── EXCERTO DE ORIGEM
Além de expressar todos os processos discursivos determinados antes, o poema aponta para a função que Amador dá a todos eles em sua proposta poética. Para desenvolver isso, antes de tudo, é preciso esclarecer a qual regionalismo Amador Ribeiro se alia.

O regionalismo é plurívoco: (1) há poetas como o Amador, que olham para o futuro, buscando por outros territórios brasileiros, entre eles, territórios discursivos, como aqueles que a língua portuguesa e os discursos deveriam cuidar de ocupar – por exemplo, os espaços das comunicações de massa; (2) há nacionalistas ingênuos, confusos, e, comumente, bastante reacionários, que buscam em estereótipos folclóricos a verdadeira cultura brasileira. Entre os primeiros, estão aqueles que internacionalizam o Brasil – Hermeto Pascoal, Airto Moreira e Nana Vasconcelos fizeram isso tocando panelas; entre os segundos, há aqueles que apoiam ditaduras e golpes de estado. Essa seria a diferença entre Chico Science e Ariano Suassuna – Amador, com certeza, está do lado do músico.
────
── TRECHOS DA LISTAGEM
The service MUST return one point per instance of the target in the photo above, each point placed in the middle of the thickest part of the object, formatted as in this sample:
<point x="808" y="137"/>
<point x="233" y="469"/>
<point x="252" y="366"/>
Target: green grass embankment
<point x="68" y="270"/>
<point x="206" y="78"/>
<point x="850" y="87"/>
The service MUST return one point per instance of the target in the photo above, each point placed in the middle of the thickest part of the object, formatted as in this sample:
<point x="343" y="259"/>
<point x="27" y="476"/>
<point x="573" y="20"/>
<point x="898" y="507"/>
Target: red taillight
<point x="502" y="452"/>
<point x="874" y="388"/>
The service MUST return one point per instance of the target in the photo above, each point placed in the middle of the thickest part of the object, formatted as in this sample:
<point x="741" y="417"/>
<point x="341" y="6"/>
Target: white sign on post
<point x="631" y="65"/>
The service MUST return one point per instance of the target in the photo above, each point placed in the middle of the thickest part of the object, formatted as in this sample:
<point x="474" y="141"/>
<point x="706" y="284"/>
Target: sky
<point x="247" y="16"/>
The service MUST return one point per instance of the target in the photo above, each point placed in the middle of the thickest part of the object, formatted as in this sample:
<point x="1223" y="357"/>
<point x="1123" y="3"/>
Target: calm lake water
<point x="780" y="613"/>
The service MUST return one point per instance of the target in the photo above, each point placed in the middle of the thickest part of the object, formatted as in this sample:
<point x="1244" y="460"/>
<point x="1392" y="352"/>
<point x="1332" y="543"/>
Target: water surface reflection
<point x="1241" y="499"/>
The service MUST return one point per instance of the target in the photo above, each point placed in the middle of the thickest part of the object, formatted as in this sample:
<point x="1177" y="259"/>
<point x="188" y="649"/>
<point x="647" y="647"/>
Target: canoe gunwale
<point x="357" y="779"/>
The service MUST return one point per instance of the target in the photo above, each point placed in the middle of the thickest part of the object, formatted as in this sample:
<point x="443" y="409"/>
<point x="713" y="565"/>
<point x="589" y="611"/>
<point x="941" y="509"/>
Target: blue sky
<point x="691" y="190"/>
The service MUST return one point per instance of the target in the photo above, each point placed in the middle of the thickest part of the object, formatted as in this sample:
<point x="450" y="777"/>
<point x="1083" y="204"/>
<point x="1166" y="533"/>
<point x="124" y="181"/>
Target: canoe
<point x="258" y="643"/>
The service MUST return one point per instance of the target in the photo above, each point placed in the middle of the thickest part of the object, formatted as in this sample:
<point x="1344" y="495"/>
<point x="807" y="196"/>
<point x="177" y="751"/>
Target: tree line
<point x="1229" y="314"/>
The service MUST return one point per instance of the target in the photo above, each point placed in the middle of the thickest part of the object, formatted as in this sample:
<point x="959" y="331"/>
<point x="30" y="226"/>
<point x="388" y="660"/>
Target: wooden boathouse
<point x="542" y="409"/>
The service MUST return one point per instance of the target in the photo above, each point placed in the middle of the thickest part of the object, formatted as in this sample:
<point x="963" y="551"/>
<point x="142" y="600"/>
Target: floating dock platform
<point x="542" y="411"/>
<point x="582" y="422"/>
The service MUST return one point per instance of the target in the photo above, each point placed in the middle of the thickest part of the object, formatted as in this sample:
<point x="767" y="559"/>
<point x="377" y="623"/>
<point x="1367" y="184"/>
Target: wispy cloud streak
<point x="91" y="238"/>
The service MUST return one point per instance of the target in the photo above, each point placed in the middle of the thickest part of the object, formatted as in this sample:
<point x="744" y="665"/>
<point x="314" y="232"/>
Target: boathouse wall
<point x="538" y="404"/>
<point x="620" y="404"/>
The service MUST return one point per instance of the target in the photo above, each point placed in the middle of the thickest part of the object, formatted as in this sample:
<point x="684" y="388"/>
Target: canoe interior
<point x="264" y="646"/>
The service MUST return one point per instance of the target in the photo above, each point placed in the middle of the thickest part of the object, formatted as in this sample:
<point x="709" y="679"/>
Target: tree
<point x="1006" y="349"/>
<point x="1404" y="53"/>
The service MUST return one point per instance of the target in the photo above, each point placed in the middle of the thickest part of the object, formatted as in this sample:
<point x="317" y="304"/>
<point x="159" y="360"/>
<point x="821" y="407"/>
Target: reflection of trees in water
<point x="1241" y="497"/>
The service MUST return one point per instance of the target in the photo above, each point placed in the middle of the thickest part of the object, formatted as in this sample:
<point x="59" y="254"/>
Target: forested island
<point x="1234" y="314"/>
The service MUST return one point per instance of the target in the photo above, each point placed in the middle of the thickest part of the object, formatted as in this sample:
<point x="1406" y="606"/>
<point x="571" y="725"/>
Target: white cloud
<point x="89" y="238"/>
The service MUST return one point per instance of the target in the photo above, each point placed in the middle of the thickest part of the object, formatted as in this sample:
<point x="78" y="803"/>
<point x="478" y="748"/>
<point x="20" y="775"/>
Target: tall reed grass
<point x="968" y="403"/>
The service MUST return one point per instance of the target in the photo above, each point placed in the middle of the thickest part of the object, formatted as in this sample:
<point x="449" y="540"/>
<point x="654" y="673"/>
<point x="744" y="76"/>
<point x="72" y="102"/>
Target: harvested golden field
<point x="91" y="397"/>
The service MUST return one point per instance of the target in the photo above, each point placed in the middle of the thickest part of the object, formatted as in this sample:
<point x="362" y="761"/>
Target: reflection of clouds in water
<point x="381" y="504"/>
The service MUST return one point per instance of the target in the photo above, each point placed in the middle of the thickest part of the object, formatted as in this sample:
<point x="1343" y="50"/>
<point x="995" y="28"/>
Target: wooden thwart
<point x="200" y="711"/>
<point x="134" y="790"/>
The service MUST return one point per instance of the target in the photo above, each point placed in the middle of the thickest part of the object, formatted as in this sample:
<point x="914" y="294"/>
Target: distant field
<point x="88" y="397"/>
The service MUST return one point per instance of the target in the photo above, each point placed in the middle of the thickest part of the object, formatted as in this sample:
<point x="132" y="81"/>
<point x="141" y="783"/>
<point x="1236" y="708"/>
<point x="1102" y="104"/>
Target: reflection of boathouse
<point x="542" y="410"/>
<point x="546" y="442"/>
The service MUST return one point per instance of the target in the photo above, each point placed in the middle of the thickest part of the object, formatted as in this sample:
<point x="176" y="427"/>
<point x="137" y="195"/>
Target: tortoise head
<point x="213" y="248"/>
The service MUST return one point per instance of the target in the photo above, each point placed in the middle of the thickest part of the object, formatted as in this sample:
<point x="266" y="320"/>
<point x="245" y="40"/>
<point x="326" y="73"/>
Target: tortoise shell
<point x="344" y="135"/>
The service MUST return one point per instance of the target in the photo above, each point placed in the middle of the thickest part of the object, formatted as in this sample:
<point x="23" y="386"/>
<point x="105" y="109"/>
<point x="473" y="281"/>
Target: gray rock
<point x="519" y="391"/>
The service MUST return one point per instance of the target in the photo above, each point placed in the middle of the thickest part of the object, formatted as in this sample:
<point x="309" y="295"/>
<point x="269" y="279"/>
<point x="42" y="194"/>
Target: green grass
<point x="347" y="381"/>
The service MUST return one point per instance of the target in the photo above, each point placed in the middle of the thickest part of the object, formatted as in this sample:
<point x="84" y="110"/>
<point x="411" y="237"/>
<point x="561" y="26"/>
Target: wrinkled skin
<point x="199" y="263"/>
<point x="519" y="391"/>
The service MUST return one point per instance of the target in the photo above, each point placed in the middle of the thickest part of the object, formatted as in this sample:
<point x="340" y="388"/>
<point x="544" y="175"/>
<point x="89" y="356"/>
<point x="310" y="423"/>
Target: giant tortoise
────
TAREFA PROPOSTA => Redigite na íntegra o excerto acima sobre o regionalismo na poesia de Amador Ribeiro, sem qualquer alteração.

RESPOSTA REDIGIDA =>
Além de expressar todos os processos discursivos determinados antes, o poema aponta para a função que Amador dá a todos eles em sua proposta poética. Para desenvolver isso, antes de tudo, é preciso esclarecer a qual regionalismo Amador Ribeiro se alia.

O regionalismo é plurívoco: (1) há poetas como o Amador, que olham para o futuro, buscando por outros territórios brasileiros, entre eles, territórios discursivos, como aqueles que a língua portuguesa e os discursos deveriam cuidar de ocupar – por exemplo, os espaços das comunicações de massa; (2) há nacionalistas ingênuos, confusos, e, comumente, bastante reacionários, que buscam em estereótipos folclóricos a verdadeira cultura brasileira. Entre os primeiros, estão aqueles que internacionalizam o Brasil – Hermeto Pascoal, Airto Moreira e Nana Vasconcelos fizeram isso tocando panelas; entre os segundos, há aqueles que apoiam ditaduras e golpes de estado. Essa seria a diferença entre Chico Science e Ariano Suassuna – Amador, com certeza, está do lado do músico.